**Set task 1**
Output, word for word, the stretch of rows from the first row through the line containing "POLYGON ((320 420, 332", with both ends included.

--- start of Passage shown ---

1969-At the end of 1968, Linda Tillery was signed to a solo contract by Columbia Records. The Loading Zone marched on, with Paul Fauerso taking over the lead vocals from the organ chair. In May '69, some original members left the band and the group was reorganized around Fauerso. The new members had more sophisticated jazz backgrounds. The mid-69 model of the Zone mixed the original funky drive of the band with some advanced jazz sounds. Tillery, meanwhile, released the Sweet Linda Devine album on Columbia, produced by Al Kooper in mid-July. She toured around the Bay Area with a trio.

The Loading Zone's second album, One For All (Umbrella Records early 1970)

The Loading Zone-Performance History 1970
At the beginning of 1970, the lineup of the Loading Zone was
Steve Busfield-guitar
Ron Taormina-tenor sax
Pat O'Hara-trombone
Paul Fauerso-Hammond organ, vocals
Mike Eggleston-bass
George Marsh-drums

The Loading Zone was trying to find a middle ground between their established funky sound and their jazzier leanings. In fact, once again, the Loading Zone were running a train down a track that had not been finished. In the 1970s, plenty of bands would try and straddle the line between making fun, danceable music that was sophisticated, including Santana, The Crusaders, Earth Wind and Fire and many others, but the Loading Zone created that problem first, even if they didn't rise to the heights of those other bands. In early 1970, Loading Zone released their second album, One For All.  It was on Umbrella Records, and was essentially self-released, another ahead-of-their-time innovation. 

January 2-3, 1970 Mandrakes, Berkeley, CA: Loading Zone/Hell and High Water (Friday-Saturday)
Mandrake's had been open since about 1965. Initially it had booked blues and jazz, but rapidly expanded to include rock when that music became prominent around 1967. The little club was on at the corner of San Pablo Avenue and University Avenue (at 1048 University), a faint trace of when San Pablo had been "Music Row," serving WW2 factory workers with money in their pockets. The Loading Zone had played Mandrake's many times.

I only have what must be a tiny portion of the Loading Zone's bookings for 1970. Many of the dance clubs they played would not have advertised in the newspaper (nor in ones that have since been digitized). So we only have the outlines of the band's gigging schedule.

January 23-24, 1970 Mandrakes, Berkeley, CA: Loading Zone/Geno Skaggs (Friday-Saturday)
The fact that Loading Zone kept returning to the same clubs, though making for dull reading, was a sign that they had built an audience and that clubs found it worthwhile to book them repeatedly.

February 11-12, 1970 Keystone Korner, San Francisco, CA: Loading Zone (Wednesday-Thursday)
The Keystone Korner, in San Francisco at 750 Vallejo (at Powell), was just off Broadway. The club booked blues and bluesy rock acts, for the most part. I'm not certain if this was the first time the Zone had been booked there (probably they had played before), but in any case they would play there repeatedly, so it must have gone well.

February 13-14, 1970 New Orleans House, Berkeley, CA: Loading Zone/Tangen and Friedman (Friday-Saturday)

--- end of Passage shown ---
--- start of Supplied data ---

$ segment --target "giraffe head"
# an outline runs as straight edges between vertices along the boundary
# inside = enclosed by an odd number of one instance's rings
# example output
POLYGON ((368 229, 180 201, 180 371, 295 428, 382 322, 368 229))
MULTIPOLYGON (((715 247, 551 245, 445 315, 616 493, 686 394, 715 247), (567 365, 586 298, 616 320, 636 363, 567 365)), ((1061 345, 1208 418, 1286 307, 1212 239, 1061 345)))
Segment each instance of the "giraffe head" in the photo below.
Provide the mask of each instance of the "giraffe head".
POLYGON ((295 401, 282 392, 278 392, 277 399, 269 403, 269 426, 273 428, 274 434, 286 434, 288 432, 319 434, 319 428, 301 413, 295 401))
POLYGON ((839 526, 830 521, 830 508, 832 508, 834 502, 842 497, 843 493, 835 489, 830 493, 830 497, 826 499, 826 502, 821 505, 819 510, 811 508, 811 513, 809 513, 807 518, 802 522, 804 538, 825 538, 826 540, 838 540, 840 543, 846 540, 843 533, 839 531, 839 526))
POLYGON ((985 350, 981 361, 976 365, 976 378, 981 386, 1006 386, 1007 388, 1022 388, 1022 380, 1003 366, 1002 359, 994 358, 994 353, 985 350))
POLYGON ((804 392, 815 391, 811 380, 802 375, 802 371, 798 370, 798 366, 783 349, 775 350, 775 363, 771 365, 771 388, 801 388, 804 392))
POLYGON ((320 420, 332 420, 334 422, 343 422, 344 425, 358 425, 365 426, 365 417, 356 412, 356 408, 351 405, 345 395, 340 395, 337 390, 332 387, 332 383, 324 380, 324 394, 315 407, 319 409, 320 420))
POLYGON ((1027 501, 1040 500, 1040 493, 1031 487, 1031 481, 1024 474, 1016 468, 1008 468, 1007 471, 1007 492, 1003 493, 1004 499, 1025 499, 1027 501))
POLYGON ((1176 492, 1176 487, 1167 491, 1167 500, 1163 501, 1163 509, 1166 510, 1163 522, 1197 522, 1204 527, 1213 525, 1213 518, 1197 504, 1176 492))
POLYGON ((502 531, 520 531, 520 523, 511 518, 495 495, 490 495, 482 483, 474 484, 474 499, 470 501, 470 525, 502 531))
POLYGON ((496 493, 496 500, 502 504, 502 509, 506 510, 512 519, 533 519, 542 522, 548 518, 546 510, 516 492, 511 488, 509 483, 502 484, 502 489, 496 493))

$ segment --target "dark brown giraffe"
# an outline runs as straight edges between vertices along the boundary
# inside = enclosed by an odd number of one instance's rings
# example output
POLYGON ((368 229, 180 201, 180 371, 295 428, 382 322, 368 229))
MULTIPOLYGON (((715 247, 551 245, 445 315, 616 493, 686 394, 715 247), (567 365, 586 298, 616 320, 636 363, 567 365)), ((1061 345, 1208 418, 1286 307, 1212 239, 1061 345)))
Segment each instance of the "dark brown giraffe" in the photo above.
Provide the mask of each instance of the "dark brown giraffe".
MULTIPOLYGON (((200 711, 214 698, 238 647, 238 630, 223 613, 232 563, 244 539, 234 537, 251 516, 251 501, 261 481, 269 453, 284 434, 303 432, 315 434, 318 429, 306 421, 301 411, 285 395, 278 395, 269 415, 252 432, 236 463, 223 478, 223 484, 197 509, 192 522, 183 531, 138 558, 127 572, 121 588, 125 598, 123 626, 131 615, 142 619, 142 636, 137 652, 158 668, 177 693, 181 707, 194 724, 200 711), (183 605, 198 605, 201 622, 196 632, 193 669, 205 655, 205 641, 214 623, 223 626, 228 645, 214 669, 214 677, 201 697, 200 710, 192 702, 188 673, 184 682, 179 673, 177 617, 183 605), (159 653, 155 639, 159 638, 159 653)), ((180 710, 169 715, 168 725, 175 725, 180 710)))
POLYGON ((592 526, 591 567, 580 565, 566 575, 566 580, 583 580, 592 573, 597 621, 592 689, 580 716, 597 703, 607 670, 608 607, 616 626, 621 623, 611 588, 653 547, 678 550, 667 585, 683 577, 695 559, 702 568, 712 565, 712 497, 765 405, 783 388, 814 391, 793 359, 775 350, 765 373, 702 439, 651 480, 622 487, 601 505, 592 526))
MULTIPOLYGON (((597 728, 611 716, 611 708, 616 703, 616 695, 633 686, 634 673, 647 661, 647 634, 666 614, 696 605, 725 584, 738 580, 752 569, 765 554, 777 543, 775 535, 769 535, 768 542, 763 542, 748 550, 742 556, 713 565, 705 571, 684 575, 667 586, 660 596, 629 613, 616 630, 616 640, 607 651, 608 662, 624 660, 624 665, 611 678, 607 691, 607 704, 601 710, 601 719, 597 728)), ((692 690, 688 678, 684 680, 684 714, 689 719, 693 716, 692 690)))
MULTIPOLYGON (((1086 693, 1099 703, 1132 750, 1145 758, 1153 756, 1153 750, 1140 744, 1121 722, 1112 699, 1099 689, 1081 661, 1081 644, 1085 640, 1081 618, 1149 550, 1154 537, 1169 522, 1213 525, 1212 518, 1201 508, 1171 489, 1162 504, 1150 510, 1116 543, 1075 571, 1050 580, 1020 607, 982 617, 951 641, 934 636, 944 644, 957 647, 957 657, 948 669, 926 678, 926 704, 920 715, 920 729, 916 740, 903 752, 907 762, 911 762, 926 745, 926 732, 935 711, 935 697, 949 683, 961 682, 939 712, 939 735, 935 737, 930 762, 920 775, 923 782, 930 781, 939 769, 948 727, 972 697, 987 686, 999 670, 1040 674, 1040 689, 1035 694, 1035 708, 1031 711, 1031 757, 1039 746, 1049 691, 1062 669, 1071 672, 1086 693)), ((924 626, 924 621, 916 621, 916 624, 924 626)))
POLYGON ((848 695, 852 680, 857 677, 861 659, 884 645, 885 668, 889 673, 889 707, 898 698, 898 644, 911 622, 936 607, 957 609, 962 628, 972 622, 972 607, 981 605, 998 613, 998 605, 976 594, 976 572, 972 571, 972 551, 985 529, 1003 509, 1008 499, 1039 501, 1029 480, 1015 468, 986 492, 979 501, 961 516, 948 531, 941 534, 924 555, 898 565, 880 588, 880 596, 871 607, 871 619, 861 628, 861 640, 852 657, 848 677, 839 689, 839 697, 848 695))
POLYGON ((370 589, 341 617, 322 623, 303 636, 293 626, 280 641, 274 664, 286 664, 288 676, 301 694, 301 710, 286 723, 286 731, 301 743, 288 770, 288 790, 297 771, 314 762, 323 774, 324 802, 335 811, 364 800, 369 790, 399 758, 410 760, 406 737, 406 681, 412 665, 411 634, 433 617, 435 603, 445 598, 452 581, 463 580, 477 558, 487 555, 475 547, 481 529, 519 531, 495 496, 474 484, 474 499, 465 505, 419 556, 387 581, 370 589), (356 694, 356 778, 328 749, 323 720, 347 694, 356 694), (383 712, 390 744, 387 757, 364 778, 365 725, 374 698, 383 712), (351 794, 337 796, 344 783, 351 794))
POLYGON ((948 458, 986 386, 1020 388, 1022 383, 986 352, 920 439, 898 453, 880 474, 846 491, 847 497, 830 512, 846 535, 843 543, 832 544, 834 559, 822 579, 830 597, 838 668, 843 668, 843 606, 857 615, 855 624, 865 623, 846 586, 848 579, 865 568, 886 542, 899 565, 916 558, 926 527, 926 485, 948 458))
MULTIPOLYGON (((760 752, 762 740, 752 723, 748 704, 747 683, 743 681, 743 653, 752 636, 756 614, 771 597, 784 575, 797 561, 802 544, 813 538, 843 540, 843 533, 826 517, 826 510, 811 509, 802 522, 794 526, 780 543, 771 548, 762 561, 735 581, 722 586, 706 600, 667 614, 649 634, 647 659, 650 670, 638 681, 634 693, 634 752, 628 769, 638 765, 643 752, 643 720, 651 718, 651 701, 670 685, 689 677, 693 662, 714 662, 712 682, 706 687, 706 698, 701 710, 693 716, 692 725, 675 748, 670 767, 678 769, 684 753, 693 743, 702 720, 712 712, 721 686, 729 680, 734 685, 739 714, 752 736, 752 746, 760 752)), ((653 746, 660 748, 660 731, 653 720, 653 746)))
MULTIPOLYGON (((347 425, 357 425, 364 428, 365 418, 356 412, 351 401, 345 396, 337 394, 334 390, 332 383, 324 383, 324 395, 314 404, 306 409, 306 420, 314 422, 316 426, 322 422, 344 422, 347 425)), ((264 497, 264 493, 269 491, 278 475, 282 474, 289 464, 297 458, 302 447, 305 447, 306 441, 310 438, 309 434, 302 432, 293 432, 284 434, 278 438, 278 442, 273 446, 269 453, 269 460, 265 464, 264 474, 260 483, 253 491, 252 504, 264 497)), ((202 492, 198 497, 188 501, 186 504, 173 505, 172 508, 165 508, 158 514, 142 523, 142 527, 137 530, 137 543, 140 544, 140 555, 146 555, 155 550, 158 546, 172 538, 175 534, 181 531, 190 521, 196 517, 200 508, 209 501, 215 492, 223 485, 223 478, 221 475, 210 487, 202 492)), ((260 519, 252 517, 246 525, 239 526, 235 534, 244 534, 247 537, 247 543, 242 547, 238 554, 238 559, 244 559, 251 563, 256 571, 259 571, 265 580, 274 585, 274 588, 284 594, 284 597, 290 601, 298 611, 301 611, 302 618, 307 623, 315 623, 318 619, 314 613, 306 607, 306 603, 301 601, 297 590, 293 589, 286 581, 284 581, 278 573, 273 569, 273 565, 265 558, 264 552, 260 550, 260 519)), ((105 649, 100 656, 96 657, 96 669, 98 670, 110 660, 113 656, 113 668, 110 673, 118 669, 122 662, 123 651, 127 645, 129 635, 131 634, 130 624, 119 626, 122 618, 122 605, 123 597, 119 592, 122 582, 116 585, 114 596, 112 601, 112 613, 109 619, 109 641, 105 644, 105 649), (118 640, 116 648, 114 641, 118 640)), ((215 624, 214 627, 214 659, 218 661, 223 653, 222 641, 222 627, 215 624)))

--- end of Supplied data ---

**Set task 2**
Return the stretch of the Loading Zone history above from "The Keystone Korner, in" through "and Friedman (Friday-Saturday)", copied word for word.

**Exercise output 1**
$ segment --target "giraffe head"
# an outline runs as straight edges between vertices along the boundary
# inside = enclosed by an odd number of one instance's rings
# example output
POLYGON ((368 229, 180 201, 180 371, 295 428, 382 322, 368 229))
MULTIPOLYGON (((715 247, 551 245, 445 315, 616 493, 686 394, 715 247), (567 365, 586 298, 616 320, 636 363, 567 365)), ((1061 345, 1208 418, 1286 307, 1212 239, 1061 345)))
Segment each instance of the "giraffe head" in the photo below.
Provide the mask of each instance of the "giraffe head".
POLYGON ((295 401, 282 392, 278 392, 277 399, 269 403, 269 426, 273 428, 274 434, 286 434, 288 432, 319 434, 319 428, 301 413, 295 401))
POLYGON ((839 526, 830 521, 830 508, 832 508, 834 502, 842 497, 843 493, 835 489, 830 493, 830 497, 826 499, 826 502, 821 505, 819 510, 811 508, 811 513, 809 513, 807 518, 802 522, 804 538, 825 538, 826 540, 838 540, 840 543, 846 540, 843 533, 839 531, 839 526))
POLYGON ((985 350, 981 361, 976 365, 976 378, 981 386, 1006 386, 1007 388, 1022 388, 1022 380, 1003 366, 1002 359, 994 358, 994 353, 985 350))
POLYGON ((804 392, 815 391, 811 380, 802 375, 802 371, 798 370, 798 366, 783 349, 775 350, 775 363, 771 365, 771 388, 801 388, 804 392))
POLYGON ((320 420, 332 420, 334 422, 343 422, 344 425, 358 425, 365 426, 365 417, 356 412, 356 408, 351 405, 345 395, 340 395, 337 390, 332 387, 332 383, 324 380, 324 394, 315 407, 319 409, 320 420))

**Exercise output 2**
The Keystone Korner, in San Francisco at 750 Vallejo (at Powell), was just off Broadway. The club booked blues and bluesy rock acts, for the most part. I'm not certain if this was the first time the Zone had been booked there (probably they had played before), but in any case they would play there repeatedly, so it must have gone well.

February 13-14, 1970 New Orleans House, Berkeley, CA: Loading Zone/Tangen and Friedman (Friday-Saturday)